We have no paid employees. Carter/Validus Advisors, LLC, our advisor, and its affiliates, manages our day-to-day affairs. The following table summarizes all of the compensation and fees we pay to Carter/Validus Advisors, LLC and its affiliates, including amounts to reimburse their costs in providing services. In the sole discretion of our advisor, the advisor may elect to have certain fees and commissions paid, in whole or in part, in cash or OP Units. The selling commissions may vary for different categories of purchasers. See the section entitled “Plan of Distribution” in this prospectus. No effect is given to any shares sold through our distribution reinvestment plan.

   
Type of Compensation   Determination of Amount   Estimated Amount for
Minimum Offering
(200,000 shares)/
Maximum Offering
(175,000,000 shares)

JOBS:
1. In the prospectus excerpt, who manages the company's day-to-day affairs?
2. Duplicate a passage from the prospectus excerpt word for word, starting at the words "We have no paid" and stopping after "(175,000,000 shares)".

DATA SEGMENT:
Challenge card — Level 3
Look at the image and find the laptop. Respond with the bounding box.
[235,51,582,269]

PER-TASK OUTPUTS:
1. Carter/Validus Advisors, LLC, the advisor, and its affiliates manage the company's day-to-day affairs.

2.
We have no paid employees. Carter/Validus Advisors, LLC, our advisor, and its affiliates, manages our day-to-day affairs. The following table summarizes all of the compensation and fees we pay to Carter/Validus Advisors, LLC and its affiliates, including amounts to reimburse their costs in providing services. In the sole discretion of our advisor, the advisor may elect to have certain fees and commissions paid, in whole or in part, in cash or OP Units. The selling commissions may vary for different categories of purchasers. See the section entitled “Plan of Distribution” in this prospectus. No effect is given to any shares sold through our distribution reinvestment plan.

   
Type of Compensation   Determination of Amount   Estimated Amount for
Minimum Offering
(200,000 shares)/
Maximum Offering
(175,000,000 shares)